- [Richiesta]
Continua il testo sull'uso del PC aziendale, riprendendo subito dopo la sua ultima frase.

- [Testo fornito]
★ ★ ★

Nel gruppo telegram, al quale se non siete iscritti vi consiglio di iscrivervi, si parla di tecnologia a tutto tondo, qualcuno ha chiesto “come faccio a installare una VPN sul mio PC aziendale per potermi fare un po’ di fatti miei senza che mi controllino?”
La domanda ha suscitato in me l’ira funesta dell’amministratore di sistema, però, in effetti, in azienda è raro che vengano spiegate alcune cose agli utenti riguardo al controllo che si fa sui dispositivi aziendali.
Quindi prima di dire “sul PC aziendale ci fai solo le cose aziendali”, vorrei farvi capire perché questa affermazione, che sembra cattivissima, è l’unica reale e praticabile.
Il PC aziendale, come ogni cosa aziendale, è di proprietà dell’azienda, sotto il diretto controllo dell’azienda e si usa solo per gli scopi dell’azienda, esattamente come un qualunque altro dispositivo dell’azienda.
Ho detto “azienda” un numero sufficiente di volte?
Dubito che a qualcuno venga in mente di usare un tornio in fabbrica per farsi i propri pezzi di ferro, piuttosto che si faccia centinaia di fotocopie con la fotocopiatrice aziendale. O al massimo, prima di farlo, chiede l’autorizzazione.

★ ★ ★

- [Voci estratte]
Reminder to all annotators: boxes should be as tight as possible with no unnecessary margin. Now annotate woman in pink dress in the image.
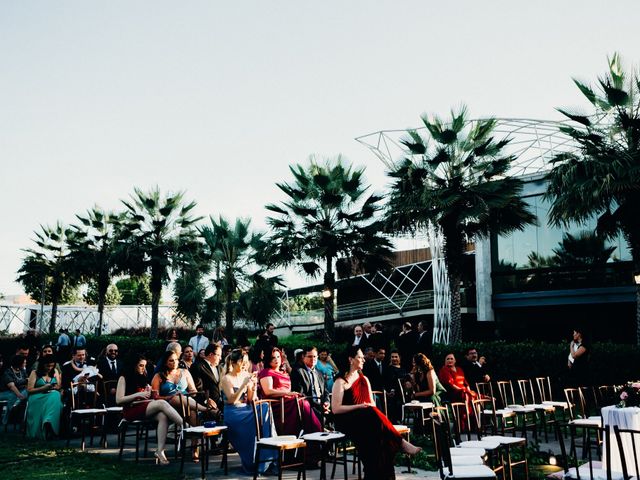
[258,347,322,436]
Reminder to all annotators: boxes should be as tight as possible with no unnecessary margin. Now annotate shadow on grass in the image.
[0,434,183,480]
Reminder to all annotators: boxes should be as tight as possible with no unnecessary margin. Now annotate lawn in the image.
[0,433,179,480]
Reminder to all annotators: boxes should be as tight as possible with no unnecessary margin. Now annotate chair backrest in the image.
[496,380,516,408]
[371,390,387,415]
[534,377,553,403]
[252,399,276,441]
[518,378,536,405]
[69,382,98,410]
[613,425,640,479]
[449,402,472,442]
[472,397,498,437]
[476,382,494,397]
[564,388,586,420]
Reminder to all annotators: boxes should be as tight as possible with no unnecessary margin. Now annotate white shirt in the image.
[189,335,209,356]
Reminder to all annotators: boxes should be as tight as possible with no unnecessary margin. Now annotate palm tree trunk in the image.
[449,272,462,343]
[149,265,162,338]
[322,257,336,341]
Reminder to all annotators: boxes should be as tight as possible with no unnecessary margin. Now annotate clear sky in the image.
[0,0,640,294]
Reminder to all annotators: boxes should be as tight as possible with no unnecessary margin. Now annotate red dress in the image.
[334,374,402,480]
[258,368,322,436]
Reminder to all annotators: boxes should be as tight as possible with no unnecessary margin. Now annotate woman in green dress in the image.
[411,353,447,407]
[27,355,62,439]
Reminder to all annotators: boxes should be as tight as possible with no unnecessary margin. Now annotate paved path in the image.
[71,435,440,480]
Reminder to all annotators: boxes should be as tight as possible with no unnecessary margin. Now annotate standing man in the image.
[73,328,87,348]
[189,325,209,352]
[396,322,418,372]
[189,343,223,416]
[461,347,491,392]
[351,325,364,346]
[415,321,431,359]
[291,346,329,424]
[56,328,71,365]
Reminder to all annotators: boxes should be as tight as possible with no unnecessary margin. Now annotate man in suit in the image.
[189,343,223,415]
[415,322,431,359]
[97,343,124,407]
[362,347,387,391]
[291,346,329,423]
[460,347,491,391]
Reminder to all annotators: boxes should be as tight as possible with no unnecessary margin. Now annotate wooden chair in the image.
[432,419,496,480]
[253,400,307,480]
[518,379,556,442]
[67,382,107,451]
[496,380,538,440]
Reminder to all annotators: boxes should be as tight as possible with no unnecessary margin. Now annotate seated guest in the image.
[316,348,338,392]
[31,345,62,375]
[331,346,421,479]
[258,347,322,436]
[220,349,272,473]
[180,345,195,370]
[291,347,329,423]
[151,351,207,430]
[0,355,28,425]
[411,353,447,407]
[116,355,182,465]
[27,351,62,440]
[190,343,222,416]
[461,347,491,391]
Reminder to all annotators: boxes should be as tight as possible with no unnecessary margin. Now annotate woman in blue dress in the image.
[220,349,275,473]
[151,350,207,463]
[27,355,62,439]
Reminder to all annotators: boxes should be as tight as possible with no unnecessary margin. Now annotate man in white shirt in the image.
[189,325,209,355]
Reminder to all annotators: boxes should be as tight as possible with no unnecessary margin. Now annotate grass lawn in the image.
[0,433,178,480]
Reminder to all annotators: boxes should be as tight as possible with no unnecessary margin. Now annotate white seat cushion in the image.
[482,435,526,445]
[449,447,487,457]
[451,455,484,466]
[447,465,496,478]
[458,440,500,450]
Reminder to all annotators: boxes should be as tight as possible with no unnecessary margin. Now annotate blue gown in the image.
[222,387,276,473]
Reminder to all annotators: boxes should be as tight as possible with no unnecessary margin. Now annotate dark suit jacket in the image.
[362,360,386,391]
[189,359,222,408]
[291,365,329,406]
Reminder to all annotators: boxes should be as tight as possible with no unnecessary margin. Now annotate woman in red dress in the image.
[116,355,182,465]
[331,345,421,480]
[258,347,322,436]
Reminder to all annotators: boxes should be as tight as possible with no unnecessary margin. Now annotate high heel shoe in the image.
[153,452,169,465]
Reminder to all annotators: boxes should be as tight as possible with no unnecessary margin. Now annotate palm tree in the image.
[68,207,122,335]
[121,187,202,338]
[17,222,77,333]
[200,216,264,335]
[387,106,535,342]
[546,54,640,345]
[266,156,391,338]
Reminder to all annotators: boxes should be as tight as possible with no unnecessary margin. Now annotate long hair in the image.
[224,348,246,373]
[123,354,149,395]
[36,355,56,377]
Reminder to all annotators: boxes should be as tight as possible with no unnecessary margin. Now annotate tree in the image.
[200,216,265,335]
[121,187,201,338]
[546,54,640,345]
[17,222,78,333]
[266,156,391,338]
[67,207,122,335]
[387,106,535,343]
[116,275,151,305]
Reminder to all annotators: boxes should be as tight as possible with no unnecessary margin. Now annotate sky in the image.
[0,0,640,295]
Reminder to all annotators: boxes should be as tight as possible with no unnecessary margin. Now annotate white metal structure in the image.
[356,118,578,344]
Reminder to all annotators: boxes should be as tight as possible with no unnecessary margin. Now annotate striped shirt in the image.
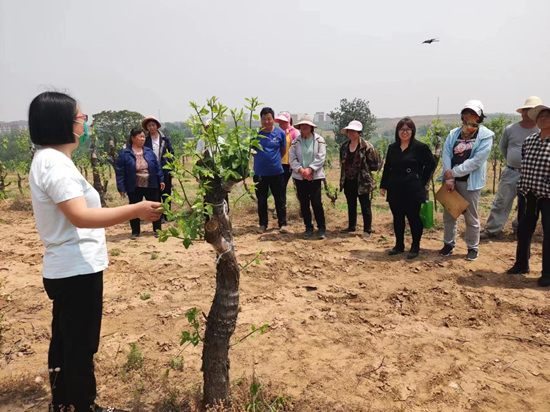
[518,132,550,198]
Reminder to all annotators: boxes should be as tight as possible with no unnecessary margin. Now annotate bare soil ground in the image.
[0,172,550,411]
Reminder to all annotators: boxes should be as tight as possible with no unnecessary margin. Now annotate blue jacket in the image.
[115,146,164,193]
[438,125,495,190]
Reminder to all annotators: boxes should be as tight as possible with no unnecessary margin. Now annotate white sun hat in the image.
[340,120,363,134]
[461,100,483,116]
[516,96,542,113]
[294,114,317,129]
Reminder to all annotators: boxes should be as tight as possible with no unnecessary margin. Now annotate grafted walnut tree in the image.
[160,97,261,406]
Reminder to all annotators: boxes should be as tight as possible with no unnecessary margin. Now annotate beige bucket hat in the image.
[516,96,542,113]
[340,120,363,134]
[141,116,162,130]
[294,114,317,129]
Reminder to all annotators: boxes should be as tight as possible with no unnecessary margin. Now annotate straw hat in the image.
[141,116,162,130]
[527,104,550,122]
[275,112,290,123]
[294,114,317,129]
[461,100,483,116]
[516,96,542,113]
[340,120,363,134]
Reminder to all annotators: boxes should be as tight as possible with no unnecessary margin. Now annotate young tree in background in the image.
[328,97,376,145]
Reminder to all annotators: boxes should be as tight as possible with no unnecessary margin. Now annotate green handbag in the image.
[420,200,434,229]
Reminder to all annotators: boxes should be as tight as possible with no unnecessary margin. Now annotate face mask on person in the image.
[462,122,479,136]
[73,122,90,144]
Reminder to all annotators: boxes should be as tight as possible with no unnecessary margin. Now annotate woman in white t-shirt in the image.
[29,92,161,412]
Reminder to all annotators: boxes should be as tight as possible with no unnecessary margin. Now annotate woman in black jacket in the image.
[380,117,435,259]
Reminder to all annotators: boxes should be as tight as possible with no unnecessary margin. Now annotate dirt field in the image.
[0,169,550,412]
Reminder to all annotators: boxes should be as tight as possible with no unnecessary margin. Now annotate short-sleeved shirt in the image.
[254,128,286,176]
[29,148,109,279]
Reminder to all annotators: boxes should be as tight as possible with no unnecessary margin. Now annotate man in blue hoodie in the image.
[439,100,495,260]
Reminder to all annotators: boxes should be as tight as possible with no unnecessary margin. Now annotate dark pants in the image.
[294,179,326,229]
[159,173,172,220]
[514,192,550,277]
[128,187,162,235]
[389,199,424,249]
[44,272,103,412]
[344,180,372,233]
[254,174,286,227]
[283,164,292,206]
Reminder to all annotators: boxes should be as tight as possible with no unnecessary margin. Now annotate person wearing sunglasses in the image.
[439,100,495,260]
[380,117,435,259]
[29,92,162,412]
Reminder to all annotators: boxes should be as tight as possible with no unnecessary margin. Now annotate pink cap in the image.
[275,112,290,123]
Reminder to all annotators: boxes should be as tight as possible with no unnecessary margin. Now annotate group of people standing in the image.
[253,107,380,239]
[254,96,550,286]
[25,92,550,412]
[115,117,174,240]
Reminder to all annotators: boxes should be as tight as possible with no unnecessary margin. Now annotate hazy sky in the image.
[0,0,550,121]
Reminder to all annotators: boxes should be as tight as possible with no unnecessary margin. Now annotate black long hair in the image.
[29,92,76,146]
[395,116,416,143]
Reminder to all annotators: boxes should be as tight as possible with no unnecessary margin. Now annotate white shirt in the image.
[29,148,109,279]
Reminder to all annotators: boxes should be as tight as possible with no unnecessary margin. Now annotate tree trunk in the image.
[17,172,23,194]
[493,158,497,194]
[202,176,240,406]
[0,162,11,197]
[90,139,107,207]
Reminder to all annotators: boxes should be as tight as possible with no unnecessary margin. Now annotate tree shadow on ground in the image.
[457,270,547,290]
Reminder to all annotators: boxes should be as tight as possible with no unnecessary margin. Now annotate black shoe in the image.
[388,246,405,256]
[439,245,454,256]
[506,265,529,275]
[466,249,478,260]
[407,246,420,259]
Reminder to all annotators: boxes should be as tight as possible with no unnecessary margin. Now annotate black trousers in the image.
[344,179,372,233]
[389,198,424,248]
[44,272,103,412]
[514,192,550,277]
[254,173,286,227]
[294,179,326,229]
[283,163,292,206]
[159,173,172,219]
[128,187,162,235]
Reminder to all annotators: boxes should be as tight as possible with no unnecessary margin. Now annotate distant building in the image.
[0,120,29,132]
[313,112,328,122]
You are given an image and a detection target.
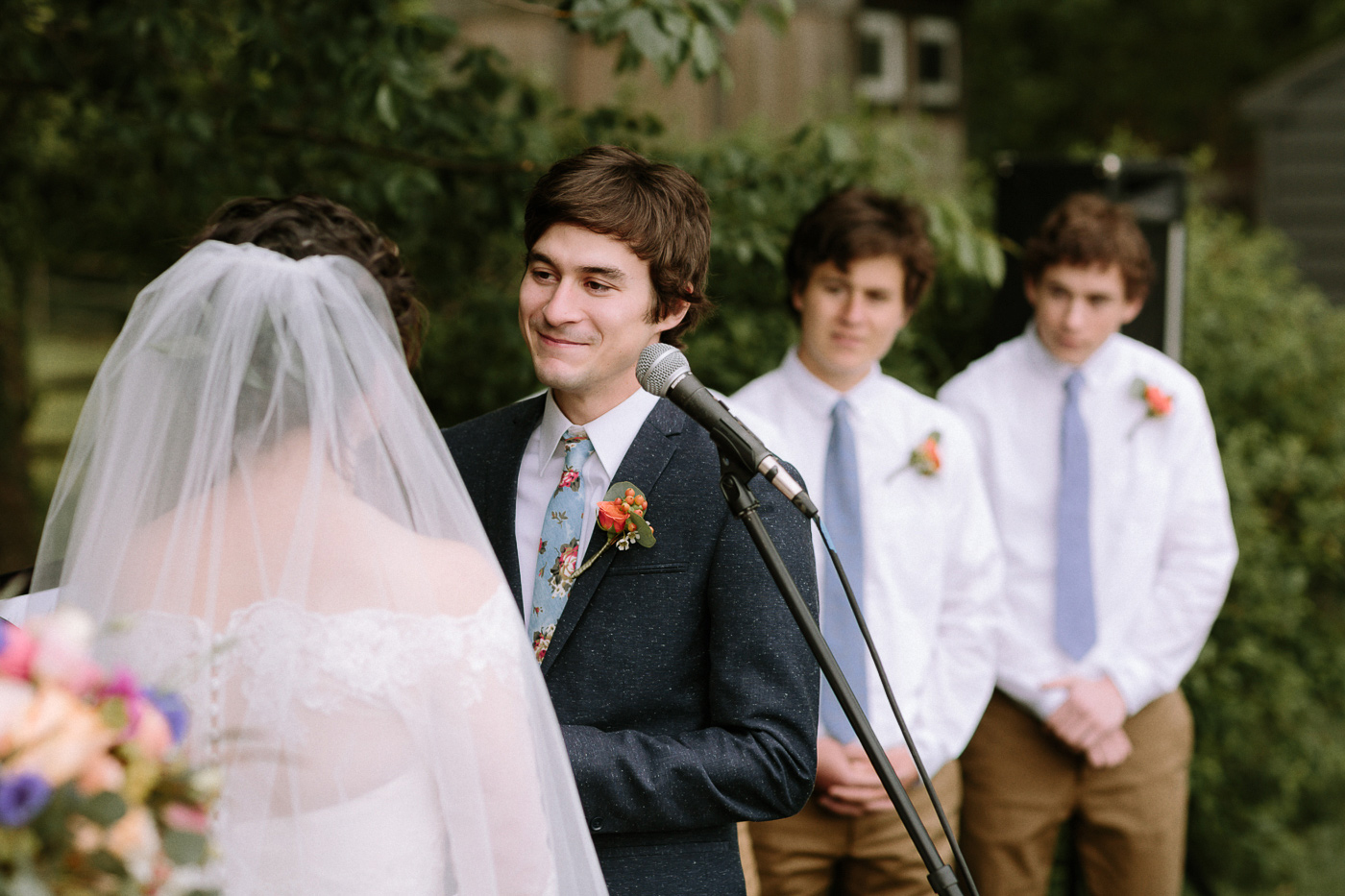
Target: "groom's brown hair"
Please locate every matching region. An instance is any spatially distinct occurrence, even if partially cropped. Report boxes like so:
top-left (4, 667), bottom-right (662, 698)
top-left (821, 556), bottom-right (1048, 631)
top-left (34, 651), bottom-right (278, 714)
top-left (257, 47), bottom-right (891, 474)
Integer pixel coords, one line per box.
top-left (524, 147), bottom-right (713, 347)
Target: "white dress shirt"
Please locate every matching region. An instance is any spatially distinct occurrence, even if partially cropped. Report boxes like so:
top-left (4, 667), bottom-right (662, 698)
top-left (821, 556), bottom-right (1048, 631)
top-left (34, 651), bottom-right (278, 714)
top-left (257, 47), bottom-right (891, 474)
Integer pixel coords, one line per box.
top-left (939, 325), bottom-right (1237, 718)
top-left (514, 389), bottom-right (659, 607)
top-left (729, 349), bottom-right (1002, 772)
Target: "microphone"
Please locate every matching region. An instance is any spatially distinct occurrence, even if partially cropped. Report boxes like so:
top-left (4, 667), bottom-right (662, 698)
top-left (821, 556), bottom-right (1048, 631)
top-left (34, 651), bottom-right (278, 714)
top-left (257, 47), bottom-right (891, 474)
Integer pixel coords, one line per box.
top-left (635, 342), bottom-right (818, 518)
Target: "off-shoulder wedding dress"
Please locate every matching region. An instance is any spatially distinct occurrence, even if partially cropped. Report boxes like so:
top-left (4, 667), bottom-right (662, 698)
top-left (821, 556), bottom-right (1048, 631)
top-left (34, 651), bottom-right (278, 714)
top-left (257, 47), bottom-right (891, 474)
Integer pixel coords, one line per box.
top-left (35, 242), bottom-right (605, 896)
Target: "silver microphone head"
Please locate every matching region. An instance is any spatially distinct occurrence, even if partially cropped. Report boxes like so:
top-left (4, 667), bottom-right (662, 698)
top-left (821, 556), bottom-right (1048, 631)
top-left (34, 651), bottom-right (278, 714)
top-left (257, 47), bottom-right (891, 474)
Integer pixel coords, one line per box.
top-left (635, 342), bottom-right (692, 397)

★ ★ ★

- [Risposta all'esercizio]
Per il PC è la stessa cosa, con una difficoltà aggiuntiva: fare la cosa sbagliata con il PC mette a rischio l’intera rete aziendale, con rischi elevatissimi di costi e perdita di fatturato.
Forse non avete idea di quanto costi un cryptolocker che, per via di un PC, arriva e blocca l’operatività di decine di server.
Per ridurre i rischi, gli amministratori di sistema, il famigerato Ufficio It o, in generale, quelli del computer, mettono in opera alcuni sistemi che dovrebbero mitigare i problemi.
Ogni PC è inizialmente protetto dalla password di accesso. Questo impedisce a chi non ha la password di accedere e garantisce che ogni cosa fatta su quel PC con un determinato utente è stata fatta da quell’utente. Questo vale anche in caso di danni. Per questo motivo la password aziendale non va data a nessuno, mai, un po’ come le mutande o lo spazzolino. Se a un certo punto compare la necessità di dover dare la propria password a terzi per un lavoro, ne parlate con il responsabile dicendo chiaramente “la legge mi vieta di condividere la mia password, quindi dobbiamo trovare un modo alternativo”. Evitate quindi di applicare con una etichetta la password al portatile o al monitor del PC.
La seconda protezione che viene normalmente utilizzata è che l’utente assegnato non è amministratore del PC, questo impedisce all’utente di fare modifiche di sistema, ma gli permette di lavorare. Quindi no, non potete installare un programma in autonomia come non potete aggiungere un dispositivo esterno o fare modifiche sulla rete.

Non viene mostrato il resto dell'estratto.